Perintah 1 -> Menurut kutipan tentang Si Ibu yang menyumbang untuk masjid, apa yang amat disadari Si Ibu tentang rasa malu?
Perintah 2 -> Tolong lanjutkan kisah tentang Si Ibu yang menyumbang untuk pembangunan masjid, dimulai setelah kalimat terakhirnya.

───── Kutipan Terpilih ─────

Hidup dalam ketidak sederhanaan memang terkadang menumbuhkan rasa malu jika tidak dapat menjaga diri dari hak kepemilikan. Tetapi Si Ibu ini amat sadar, bahwa malu adalah sebagian dari iman. Dan sutau kali pernah dibuat malu saat namanya disebutkan dalam suatu perbandingan besar kecilnya suatu nominal saat menyumbang untuk pembangunan masjid. Si Ibu ini dijadikan tolak ukur bagi mereka yang masih enggan beramal. Lebih besar sumbangannya daripada mereka yang kehidupannya terbilang lebih dari kata sederhana. Akan tetapi Si Ibu ini tetap ikhlas, tidak mennginkan sanjungan dari mereka yang mendengar semua itu. Dan tidak memikirkan berapa besar pahala yang akan didapatkannya.

───── Materi Ditampilkan ─────

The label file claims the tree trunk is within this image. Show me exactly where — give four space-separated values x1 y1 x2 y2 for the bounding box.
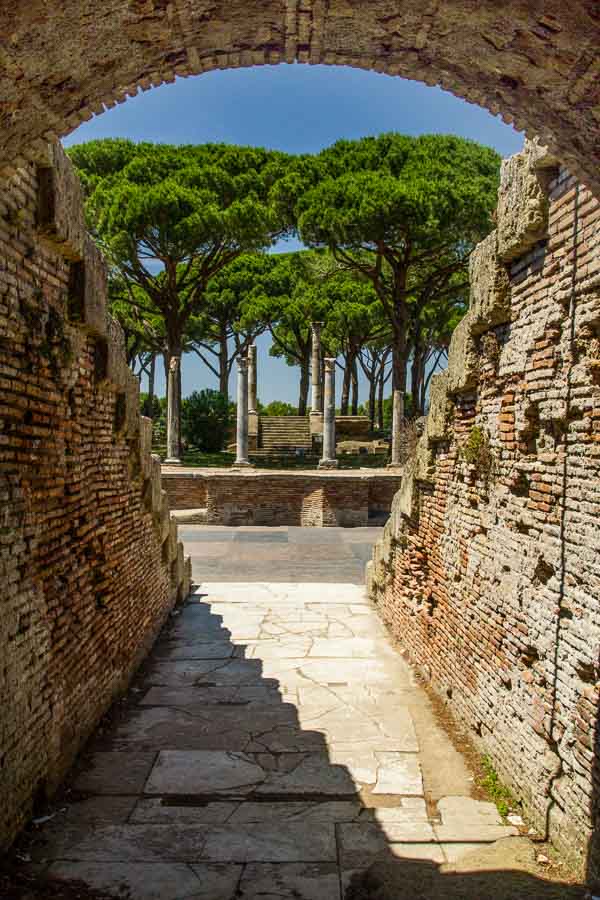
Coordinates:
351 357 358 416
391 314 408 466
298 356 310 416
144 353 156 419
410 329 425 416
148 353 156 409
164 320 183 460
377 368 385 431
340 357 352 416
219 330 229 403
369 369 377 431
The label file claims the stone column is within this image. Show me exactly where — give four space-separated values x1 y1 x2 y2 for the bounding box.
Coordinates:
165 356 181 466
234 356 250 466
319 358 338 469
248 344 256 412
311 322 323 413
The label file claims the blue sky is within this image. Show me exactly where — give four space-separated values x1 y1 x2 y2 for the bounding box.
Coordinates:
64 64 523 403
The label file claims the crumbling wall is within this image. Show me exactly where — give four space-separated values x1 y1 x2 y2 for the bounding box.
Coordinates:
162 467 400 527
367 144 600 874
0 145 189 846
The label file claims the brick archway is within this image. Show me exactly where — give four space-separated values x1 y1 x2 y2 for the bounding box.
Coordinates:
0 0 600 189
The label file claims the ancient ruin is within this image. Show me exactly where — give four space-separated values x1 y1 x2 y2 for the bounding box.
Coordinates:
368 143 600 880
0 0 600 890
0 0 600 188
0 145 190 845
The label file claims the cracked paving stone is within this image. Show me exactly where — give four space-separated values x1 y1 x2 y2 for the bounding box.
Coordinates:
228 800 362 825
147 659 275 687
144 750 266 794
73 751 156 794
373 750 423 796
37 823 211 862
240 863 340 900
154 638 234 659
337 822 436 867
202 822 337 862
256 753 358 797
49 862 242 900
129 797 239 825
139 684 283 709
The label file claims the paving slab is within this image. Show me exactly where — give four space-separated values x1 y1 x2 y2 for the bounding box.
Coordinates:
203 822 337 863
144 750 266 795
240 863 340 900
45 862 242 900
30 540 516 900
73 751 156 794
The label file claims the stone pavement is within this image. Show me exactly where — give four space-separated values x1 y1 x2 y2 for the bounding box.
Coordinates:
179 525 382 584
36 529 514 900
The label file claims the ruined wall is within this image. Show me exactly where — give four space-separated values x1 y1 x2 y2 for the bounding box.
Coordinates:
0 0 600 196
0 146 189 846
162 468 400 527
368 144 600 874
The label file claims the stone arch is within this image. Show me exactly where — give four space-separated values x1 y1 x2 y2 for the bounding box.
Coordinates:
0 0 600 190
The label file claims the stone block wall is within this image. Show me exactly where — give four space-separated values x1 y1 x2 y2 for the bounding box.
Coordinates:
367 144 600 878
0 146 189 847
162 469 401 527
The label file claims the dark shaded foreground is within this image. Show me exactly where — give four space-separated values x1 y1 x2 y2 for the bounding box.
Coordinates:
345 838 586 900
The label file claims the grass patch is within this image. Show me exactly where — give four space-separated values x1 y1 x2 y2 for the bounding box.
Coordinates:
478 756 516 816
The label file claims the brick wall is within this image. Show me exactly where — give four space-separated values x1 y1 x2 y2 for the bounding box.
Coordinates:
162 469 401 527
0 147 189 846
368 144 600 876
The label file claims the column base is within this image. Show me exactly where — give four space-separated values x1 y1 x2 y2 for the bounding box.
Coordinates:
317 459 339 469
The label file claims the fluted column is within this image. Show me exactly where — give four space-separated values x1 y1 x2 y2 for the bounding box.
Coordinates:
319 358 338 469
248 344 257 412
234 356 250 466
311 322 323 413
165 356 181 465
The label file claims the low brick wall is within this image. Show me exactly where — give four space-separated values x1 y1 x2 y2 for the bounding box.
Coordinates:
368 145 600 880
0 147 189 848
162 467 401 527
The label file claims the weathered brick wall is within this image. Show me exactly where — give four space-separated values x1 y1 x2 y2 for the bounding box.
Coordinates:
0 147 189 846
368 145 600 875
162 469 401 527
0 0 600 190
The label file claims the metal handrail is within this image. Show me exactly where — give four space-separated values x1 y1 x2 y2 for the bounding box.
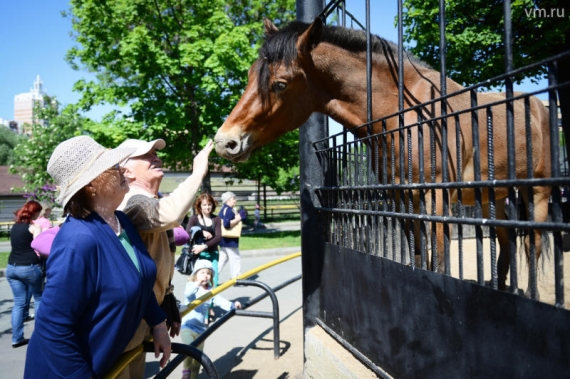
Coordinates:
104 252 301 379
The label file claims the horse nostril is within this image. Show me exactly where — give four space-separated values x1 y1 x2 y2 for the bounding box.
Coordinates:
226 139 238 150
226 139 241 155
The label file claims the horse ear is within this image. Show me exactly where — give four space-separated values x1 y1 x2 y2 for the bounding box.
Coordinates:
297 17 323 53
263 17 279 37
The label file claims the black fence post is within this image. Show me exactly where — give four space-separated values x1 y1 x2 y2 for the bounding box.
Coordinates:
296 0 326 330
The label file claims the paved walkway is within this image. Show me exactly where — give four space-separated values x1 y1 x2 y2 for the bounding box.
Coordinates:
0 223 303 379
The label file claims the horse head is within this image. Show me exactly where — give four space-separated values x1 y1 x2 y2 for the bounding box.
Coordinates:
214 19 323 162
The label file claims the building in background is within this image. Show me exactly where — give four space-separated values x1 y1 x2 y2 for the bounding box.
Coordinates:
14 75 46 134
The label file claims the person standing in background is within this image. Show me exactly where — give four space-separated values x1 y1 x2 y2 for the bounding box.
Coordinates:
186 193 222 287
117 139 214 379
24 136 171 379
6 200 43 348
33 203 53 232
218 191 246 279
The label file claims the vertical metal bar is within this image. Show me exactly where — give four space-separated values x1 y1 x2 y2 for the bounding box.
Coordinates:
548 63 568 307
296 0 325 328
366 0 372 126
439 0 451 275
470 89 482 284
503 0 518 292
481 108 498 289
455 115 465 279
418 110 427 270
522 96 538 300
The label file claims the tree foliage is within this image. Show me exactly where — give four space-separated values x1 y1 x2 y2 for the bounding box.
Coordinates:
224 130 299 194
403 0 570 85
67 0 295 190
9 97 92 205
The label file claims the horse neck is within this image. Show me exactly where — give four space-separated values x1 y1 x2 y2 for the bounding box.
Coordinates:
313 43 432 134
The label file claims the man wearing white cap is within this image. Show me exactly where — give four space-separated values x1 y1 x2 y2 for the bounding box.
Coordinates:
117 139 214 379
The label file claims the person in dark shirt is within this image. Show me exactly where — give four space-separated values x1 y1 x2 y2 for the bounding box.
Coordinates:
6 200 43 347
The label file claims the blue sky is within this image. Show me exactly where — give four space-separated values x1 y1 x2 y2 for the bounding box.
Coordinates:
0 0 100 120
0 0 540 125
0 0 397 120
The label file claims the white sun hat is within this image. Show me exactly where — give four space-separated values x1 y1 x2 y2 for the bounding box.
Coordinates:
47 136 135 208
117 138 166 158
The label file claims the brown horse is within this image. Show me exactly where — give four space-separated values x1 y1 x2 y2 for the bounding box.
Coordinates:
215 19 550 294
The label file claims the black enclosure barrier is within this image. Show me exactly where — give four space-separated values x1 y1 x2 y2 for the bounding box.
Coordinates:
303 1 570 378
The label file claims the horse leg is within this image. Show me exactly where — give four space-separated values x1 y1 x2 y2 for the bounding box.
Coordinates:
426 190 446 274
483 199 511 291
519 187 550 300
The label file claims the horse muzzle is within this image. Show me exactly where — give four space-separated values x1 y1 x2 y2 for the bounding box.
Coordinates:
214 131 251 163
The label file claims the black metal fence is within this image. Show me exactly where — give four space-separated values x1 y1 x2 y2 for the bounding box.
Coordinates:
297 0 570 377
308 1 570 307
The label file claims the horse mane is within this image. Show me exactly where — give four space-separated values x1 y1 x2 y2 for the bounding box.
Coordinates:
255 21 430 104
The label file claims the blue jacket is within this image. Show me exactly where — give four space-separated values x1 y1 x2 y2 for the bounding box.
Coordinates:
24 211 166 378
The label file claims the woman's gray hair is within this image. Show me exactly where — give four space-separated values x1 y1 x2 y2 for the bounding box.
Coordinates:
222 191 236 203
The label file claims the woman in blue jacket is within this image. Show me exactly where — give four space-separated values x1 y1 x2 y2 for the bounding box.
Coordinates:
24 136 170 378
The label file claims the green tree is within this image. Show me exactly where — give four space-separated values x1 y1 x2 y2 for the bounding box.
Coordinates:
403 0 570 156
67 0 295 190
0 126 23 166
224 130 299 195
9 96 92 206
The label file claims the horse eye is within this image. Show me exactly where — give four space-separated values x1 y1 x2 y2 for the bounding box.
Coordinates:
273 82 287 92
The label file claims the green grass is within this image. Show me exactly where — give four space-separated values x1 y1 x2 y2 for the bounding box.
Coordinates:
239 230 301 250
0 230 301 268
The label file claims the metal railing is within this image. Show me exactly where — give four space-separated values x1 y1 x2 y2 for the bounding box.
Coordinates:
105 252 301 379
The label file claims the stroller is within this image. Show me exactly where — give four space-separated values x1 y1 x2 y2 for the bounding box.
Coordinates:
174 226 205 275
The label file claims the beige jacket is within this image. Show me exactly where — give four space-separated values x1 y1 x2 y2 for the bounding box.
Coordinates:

─────

Jawaban 1 -> Si Ibu amat sadar bahwa malu adalah sebagian dari iman.

Jawaban 2 ->
Pahala memang tak terlihat, tapi—mungkin—bisa dirasa dengan adanya ketenangan. Sehingga Si Ibu ini pun tetap tenang saat menjalankan kehidupannya, saat meminjamkan juga memberikan sebagian yang dimilikinya, bahkan saat menerima ketentuannya yang terkadang tak sesuai harapan dan apa yang ia percayakan atas hal tersebut. Tetapi Si Ibu ini tetap percaya, bahwa Tuhan Maha Besar dan Maha Mengetahui apa-apa yang ada di balik semua rasa kekecewaannya: Kesabaran adalah ilmu yang tidak ada habisnya...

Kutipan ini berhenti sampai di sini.